> _Source passage_:
--- START ---

Indonesia has produced the most Jemaah Islamiah members. A struggling new democracy that is home to the world’s largest population of Muslims, the nation arrested some 200 Jemaah Islamiah members in the wake of the October 2002 Bali bombings and the partly foiled bombing of the JW Marriott Hotel in Jakarta, which killed 12 people in August. But Southeast Asia expert Andrew Tan estimates that 300 to 800 trained Jemaah Islamiah bomb makers remain at large. As Secretary of Defense Donald H. Rumsfeld wrote in an October memo, the big question is the rate at which more terrorists are being produced.

In the town of Solo on the Indonesian island of Java, I visited Al Mukmin, an Islamic boarding school, or pesantren. It’s one of an estimated 10,000 to 14,000 pesantrens in Indonesia, but its faculty and alumni rosters differ from the rest. Many well-known terrorists attended the school, including the recently captured Hambali, who is said to be the only non-Arab in the top leadership of Al Qaeda; the Bali bombers; and a fugitive bomb maker who was killed in October in the Philippines. Its founder, Abu Bakar Bashir, is alleged to be the spiritual leader of Jemaah Islamiah. Bashir is currently serving a three-year prison sentence for using forged documents.

--- END ---

> _Data extract_:
--- START ---

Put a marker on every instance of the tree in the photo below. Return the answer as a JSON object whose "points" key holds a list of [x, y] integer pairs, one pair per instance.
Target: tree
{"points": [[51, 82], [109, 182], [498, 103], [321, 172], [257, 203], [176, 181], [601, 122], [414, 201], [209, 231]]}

--- END ---

> _Things to do_:
**1.** List every person named in the passage about Jemaah Islamiah in Indonesia.
**2.** Continue the passage about Jemaah Islamiah in Indonesia, starting after its final sentence.

> _Responses per task_:
**1.**
Andrew Tan
Donald H. Rumsfeld
Hambali
Abu Bakar Bashir

**2.**
On the day that we visited, Bashir’s preschool-age grandson followed us around, sometimes pausing to play with another toddler, who was wearing a faded Osama bin Laden T-shirt. The school’s director told us that Al Mukmin taught Islam and academic subjects, not military techniques. There were signs up that encouraged jihad but also signs saying, among other things: “Without Science There Will Be Darkness.” Everyone we spoke with there believed that the U.S. was waging war against Islam. The main proof they offered was that Americans suspected their pesantren of breeding terrorists.

The school presents a conundrum to Indonesian authorities. Because Indonesia is a democracy, they say, simply closing the school is not an option. The Indonesian public is already angered by the U.S. war on terror, and shutting a school in a country with too few educational opportunities would be seen as a direct attack on Islam. Authorities have instead opted to put police informants in the school to keep an eye on things.

Jemaah Islamiah also operates in the Philippines, but differently, given that the country is 95% Christian. Here, fighting Jemaah Islamiah depends on bringing peace to the southern island of Mindanao. Mindanao’s original inhabitants were Muslims, sometimes called Moros. But the arrival of settlers from the northern Philippines has given it a Christian majority. This, in turn, has inspired various Islamic guerrilla groups to launch anti-government insurgencies that have lasted decades.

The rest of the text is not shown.